> Passage for review
▽
Failure to Thrive
On holding onto struggle, and the grief of letting go
The phrase was written in her medical records, by a doctor, when she was a baby.
Failure to thrive.
She’d got hold of those records a few months ago, for the first time. Weak and sickly, apparently. Tests that found nothing.
On Friday’s support call, she described the life that had formed around that diagnosis. Survival as the default, always gravitating back. “It’s not pleasant,” she said, “but it seems to always gravitate back to not thriving.” Patches of ease, then back to the edge. The tightrope. The almost-wanting of it. “It’s almost like part of me has got this drive: how far can I go? Like, where’s this edge?”
I pointed out how many of us do this: balance on the knife edge of disaster with almost clockwork precision. As if we’ve arrived at exactly the level we’ll allow.
“Yeah. And somehow wanting to do that.”
Then we got to the stories.
She’d begun to see something: she needed them. Not just as history, but as material for a particular narrative. “If I let go of the stories, then I don’t have that. The contrast of look what I came through, look what I overcame.”
△
> The data
▽
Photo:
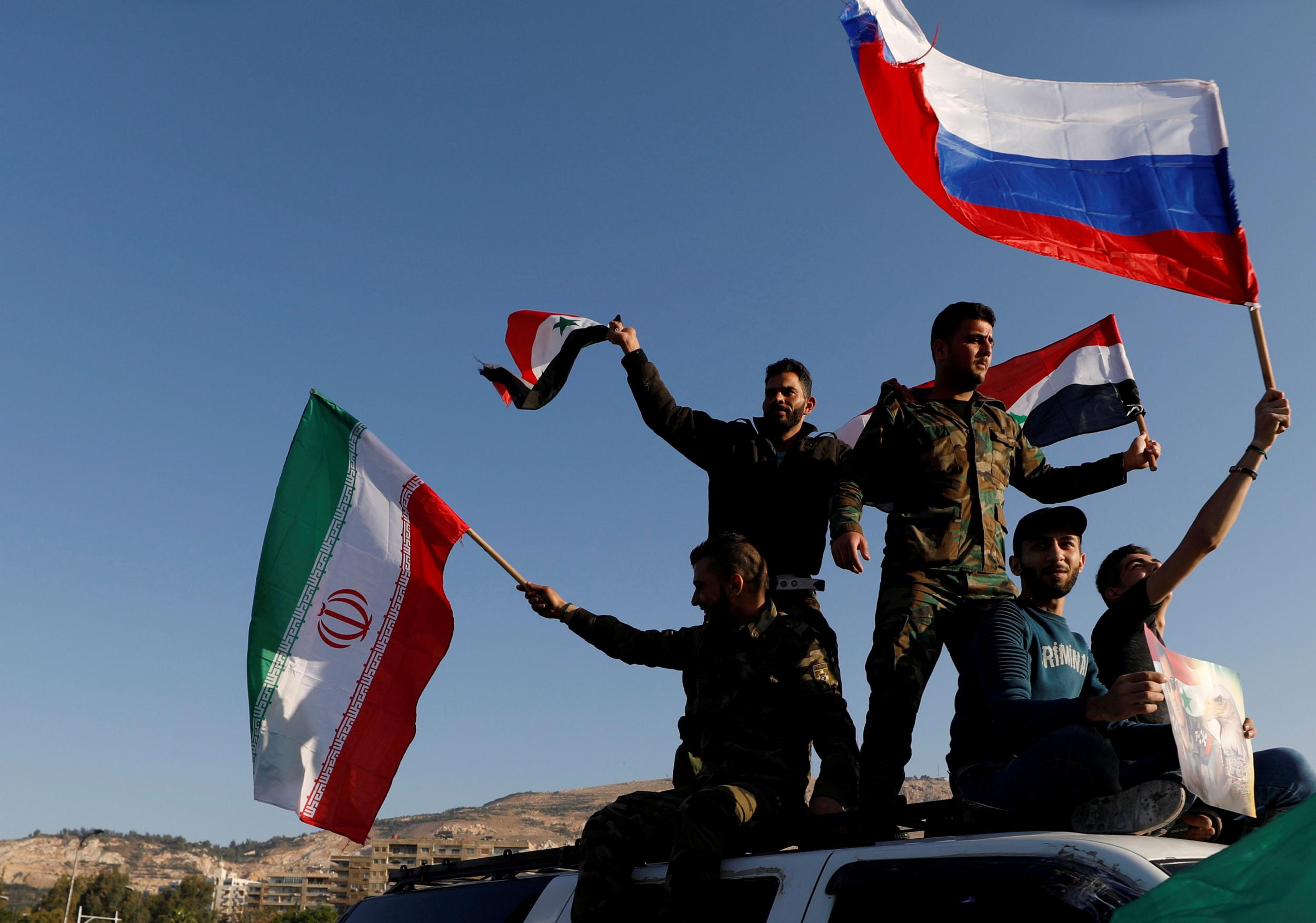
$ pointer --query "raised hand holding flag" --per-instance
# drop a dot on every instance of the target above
(544, 347)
△
> Problem details
In the essay on failure to thrive, rewrite the paragraph beginning "On Friday's support call" more briefly, keeping its main facts. Answer using only the essay.

> Reply
On Friday's support call, she described a life shaped by that diagnosis. Survival was her default, and things always drifted back to not thriving, which she called unpleasant. Stretches of ease gave way to a return to the edge, like a tightrope she almost wanted. Part of her, she said, was driven to ask how far she could go and where the edge was.